#### Description of the task:
For the word "green", return each line of the data in which it occurs.

-- Data records follows --

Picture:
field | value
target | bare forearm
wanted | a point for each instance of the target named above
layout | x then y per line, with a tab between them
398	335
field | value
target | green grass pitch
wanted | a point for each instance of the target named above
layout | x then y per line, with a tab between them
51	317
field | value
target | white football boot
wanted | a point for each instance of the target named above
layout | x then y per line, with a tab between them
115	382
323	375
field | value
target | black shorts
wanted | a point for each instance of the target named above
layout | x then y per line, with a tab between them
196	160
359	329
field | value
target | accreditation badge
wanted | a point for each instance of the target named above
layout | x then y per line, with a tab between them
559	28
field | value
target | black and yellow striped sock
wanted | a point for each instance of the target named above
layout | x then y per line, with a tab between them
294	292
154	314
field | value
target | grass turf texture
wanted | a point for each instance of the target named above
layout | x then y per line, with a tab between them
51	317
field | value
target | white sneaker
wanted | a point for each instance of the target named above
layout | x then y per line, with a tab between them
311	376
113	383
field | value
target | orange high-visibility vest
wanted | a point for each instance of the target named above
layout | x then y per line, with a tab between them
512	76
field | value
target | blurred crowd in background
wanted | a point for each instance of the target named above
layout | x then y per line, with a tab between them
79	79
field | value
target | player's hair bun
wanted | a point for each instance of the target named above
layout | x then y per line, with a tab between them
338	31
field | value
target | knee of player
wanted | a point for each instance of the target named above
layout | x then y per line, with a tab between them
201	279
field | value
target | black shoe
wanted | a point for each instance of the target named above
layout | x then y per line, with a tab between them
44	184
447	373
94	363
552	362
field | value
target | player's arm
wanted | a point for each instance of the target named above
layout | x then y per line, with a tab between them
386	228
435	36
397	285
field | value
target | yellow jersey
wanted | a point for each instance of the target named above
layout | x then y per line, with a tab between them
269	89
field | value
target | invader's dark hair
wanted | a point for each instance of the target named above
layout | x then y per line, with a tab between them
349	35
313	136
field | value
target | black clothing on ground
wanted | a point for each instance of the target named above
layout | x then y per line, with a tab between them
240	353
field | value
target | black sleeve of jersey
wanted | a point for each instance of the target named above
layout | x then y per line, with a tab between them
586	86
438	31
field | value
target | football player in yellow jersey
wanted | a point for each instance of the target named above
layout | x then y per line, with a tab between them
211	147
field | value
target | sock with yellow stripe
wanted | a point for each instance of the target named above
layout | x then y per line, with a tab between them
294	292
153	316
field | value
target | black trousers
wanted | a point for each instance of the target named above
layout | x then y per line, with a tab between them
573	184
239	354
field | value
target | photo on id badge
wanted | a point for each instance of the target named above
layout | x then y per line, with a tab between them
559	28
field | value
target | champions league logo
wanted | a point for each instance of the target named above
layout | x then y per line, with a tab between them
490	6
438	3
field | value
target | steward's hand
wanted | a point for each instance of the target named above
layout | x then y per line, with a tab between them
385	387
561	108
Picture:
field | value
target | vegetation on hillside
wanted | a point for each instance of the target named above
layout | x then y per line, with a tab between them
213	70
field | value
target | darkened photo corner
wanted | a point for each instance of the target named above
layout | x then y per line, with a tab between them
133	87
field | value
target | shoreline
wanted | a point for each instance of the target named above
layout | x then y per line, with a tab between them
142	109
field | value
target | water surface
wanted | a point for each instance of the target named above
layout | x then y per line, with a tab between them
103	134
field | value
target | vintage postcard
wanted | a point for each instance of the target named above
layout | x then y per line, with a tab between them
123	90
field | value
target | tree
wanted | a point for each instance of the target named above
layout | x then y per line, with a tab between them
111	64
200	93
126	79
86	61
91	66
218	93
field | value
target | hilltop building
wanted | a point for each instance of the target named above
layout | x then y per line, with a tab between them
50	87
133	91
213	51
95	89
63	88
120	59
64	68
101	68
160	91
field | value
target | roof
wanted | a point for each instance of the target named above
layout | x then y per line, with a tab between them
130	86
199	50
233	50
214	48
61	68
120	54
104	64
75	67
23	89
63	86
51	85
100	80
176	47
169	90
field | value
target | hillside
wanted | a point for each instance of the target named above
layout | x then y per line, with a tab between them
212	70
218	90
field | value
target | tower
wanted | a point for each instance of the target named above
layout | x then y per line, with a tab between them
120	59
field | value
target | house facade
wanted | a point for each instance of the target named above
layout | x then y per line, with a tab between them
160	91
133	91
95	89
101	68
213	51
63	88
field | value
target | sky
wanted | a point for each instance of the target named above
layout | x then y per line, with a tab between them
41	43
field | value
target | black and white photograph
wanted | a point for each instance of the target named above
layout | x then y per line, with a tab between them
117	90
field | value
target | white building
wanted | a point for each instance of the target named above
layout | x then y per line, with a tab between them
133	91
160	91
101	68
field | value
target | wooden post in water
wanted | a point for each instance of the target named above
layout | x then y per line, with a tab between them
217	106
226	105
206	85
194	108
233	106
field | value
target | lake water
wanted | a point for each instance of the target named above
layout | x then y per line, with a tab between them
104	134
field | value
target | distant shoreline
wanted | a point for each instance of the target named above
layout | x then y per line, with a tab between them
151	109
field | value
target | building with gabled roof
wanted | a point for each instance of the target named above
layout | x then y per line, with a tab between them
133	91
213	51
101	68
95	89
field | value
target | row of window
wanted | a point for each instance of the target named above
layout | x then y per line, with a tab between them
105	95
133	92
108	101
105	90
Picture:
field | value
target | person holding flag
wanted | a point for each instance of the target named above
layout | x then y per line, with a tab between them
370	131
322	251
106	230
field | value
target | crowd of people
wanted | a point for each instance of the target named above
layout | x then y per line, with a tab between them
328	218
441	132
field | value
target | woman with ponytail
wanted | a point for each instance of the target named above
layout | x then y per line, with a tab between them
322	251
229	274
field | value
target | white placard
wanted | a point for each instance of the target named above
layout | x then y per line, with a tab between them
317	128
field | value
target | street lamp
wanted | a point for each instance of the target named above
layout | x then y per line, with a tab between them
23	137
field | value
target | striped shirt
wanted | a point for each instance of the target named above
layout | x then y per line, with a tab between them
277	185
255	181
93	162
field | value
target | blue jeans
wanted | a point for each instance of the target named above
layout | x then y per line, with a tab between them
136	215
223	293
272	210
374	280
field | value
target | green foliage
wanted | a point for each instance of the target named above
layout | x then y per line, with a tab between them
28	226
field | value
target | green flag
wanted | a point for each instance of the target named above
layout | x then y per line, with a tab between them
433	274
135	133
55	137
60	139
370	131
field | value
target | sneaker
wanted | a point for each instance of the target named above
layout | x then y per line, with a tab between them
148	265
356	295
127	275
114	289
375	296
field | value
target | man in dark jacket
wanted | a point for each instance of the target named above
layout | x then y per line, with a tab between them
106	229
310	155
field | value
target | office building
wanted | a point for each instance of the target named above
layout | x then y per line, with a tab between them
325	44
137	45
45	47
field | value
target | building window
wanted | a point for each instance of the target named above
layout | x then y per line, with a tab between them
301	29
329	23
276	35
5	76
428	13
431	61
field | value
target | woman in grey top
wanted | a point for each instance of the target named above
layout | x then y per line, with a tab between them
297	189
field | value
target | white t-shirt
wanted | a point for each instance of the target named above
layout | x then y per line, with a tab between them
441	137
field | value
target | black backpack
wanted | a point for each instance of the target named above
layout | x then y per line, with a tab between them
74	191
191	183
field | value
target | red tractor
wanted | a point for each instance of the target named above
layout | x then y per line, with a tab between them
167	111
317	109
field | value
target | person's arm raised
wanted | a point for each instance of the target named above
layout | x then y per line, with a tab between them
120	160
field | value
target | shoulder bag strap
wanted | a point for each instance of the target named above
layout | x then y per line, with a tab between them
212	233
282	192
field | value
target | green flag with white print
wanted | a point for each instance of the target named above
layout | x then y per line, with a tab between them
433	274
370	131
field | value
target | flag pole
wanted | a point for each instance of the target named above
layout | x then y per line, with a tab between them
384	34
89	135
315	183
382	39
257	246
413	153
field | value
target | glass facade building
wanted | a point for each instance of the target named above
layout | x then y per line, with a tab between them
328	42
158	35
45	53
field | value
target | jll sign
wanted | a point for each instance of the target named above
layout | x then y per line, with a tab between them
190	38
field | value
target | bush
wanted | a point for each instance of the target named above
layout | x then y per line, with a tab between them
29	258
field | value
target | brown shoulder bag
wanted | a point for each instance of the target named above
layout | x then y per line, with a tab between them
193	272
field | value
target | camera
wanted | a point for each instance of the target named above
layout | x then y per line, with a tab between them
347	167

-- Data records concluded --
-- Data records follows --

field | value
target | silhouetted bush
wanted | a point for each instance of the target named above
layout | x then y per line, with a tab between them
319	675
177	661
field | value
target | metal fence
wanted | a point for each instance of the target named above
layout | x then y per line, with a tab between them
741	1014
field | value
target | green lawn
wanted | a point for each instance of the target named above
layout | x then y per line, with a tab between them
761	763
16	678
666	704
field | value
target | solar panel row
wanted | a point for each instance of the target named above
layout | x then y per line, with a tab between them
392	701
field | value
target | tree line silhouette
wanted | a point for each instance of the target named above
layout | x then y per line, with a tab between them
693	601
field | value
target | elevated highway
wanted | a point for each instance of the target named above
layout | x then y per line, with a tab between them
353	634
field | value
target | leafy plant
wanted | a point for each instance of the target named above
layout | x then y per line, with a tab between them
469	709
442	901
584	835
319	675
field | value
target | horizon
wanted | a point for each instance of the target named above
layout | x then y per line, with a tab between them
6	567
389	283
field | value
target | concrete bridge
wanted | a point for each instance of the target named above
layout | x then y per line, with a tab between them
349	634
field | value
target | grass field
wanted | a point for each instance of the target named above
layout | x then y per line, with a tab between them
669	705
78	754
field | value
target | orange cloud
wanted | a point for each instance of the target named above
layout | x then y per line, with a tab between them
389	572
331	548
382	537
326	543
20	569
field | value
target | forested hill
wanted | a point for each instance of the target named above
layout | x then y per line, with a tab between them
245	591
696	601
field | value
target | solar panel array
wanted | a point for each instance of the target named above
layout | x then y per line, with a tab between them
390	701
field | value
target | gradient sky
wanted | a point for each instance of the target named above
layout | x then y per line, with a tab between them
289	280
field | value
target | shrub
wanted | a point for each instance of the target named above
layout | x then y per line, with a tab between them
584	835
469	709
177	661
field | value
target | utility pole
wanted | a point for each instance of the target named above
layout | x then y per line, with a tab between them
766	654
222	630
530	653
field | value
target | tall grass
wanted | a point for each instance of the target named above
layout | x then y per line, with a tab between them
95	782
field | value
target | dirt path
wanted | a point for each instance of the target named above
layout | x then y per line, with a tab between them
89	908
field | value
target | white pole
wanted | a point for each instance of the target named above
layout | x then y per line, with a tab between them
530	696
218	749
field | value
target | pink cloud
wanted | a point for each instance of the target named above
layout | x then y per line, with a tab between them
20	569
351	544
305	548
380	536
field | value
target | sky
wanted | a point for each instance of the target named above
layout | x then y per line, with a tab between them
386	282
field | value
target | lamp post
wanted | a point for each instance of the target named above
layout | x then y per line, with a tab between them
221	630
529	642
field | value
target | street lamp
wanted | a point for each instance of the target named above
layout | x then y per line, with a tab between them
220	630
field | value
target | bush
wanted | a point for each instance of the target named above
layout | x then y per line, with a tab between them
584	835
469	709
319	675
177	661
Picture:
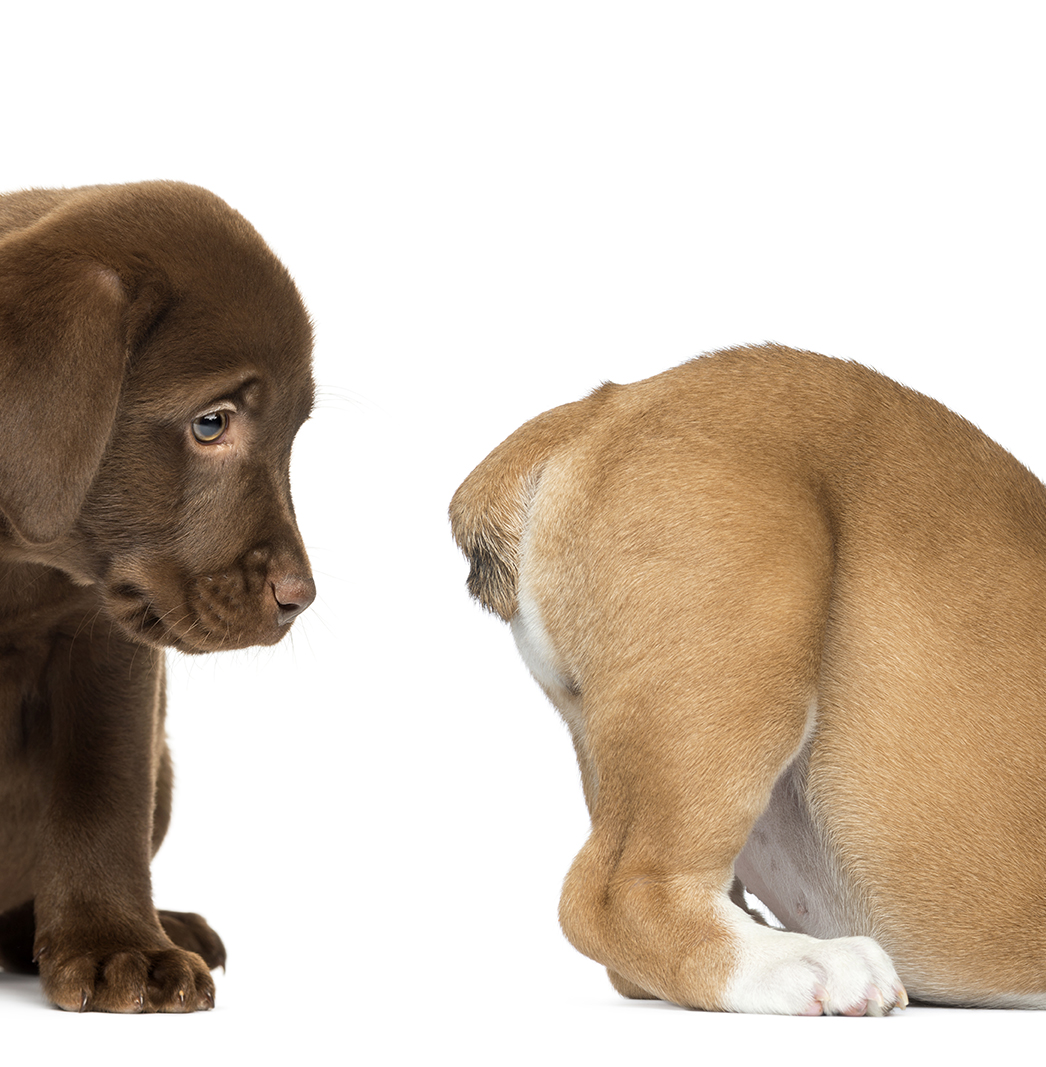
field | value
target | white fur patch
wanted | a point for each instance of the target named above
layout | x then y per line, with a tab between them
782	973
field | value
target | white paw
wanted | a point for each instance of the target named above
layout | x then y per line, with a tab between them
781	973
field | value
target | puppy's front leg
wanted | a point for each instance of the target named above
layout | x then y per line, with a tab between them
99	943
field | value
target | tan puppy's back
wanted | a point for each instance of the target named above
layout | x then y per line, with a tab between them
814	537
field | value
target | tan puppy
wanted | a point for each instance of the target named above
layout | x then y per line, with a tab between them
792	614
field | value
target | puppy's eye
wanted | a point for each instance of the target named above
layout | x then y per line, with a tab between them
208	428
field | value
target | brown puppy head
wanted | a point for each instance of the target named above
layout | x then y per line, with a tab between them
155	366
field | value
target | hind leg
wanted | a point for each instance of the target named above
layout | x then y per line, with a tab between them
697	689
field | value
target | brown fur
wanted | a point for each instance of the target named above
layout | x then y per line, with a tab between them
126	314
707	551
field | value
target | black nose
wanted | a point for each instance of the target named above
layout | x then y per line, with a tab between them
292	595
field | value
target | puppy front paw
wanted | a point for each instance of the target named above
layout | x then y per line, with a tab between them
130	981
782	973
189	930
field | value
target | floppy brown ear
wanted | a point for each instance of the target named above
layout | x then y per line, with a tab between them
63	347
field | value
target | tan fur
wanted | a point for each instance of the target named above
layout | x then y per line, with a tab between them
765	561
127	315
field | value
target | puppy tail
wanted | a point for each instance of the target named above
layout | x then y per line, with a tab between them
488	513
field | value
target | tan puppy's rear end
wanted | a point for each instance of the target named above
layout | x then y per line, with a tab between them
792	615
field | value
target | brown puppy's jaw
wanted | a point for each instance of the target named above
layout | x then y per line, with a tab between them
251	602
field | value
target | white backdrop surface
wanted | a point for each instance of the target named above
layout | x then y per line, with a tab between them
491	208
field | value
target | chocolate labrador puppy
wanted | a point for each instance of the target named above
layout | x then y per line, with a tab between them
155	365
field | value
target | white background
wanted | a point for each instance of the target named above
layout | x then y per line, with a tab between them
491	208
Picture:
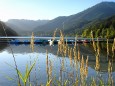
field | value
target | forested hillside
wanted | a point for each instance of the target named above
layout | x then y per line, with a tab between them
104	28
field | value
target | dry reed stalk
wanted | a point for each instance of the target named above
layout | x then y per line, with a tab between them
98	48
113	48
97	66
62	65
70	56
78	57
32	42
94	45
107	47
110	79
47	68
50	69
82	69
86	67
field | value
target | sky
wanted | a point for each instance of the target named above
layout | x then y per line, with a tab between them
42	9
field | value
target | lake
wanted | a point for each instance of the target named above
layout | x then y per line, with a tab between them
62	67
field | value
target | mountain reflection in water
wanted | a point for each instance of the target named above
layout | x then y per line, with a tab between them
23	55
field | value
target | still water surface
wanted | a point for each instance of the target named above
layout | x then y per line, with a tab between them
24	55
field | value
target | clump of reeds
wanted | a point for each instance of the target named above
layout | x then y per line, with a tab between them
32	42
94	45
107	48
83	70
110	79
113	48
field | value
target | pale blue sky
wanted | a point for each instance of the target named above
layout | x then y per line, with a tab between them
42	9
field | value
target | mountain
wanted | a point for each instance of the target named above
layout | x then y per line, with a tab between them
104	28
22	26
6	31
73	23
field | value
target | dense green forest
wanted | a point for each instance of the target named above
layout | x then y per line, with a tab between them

-- Data records concluded --
-- Data records follows --

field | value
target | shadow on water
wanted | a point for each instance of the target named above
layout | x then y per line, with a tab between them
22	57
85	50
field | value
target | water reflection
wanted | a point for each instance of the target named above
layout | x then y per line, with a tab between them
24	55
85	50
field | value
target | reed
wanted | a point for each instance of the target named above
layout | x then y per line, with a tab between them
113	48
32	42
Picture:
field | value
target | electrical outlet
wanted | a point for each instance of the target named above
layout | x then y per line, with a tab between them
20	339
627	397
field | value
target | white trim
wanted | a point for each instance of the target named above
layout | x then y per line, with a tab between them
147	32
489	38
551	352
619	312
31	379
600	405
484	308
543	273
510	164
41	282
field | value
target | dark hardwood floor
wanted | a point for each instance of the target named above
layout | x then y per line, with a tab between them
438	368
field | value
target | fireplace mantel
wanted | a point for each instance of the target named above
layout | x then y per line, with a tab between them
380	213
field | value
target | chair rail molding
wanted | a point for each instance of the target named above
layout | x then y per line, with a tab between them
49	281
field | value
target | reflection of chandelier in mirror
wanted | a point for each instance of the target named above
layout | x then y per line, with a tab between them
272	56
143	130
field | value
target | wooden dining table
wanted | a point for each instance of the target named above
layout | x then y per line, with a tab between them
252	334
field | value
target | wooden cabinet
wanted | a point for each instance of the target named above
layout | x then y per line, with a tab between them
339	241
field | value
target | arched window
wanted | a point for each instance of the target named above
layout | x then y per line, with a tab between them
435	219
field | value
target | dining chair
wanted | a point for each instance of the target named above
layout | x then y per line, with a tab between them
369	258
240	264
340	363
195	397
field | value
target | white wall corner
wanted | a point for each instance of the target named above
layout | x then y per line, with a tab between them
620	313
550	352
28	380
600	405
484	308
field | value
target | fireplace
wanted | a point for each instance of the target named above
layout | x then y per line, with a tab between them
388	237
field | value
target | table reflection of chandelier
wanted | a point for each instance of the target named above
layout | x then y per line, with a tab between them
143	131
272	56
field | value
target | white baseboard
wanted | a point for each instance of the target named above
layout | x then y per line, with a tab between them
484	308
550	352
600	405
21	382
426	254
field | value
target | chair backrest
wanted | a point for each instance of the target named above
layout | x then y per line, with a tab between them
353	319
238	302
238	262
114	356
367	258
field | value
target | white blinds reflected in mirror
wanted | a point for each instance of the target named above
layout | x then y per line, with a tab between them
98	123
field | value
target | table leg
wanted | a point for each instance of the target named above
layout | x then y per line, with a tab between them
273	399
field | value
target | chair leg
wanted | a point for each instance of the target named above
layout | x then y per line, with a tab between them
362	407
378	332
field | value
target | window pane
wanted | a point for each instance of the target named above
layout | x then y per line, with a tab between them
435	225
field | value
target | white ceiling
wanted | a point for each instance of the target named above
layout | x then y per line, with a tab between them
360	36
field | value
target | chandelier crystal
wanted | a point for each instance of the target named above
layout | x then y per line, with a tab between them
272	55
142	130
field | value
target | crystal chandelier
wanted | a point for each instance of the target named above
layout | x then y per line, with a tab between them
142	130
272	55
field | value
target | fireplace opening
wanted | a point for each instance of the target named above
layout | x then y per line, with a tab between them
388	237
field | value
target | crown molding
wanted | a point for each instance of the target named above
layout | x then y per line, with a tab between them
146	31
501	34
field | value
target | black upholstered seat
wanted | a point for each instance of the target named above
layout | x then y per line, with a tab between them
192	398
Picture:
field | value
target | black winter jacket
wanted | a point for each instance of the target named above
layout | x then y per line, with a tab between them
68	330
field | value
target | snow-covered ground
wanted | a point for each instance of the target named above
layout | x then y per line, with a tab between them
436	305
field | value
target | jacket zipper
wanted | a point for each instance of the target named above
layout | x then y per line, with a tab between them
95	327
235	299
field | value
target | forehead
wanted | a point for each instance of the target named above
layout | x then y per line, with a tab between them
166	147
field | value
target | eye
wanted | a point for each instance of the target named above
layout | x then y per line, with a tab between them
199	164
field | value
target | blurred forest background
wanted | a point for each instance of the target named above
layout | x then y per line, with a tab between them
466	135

-- Data records concluded --

#### Result of the exercise:
target | green grass pitch
target | green foliage
target | green flag
target | green flag with white print
target | green lawn
target | dense green forest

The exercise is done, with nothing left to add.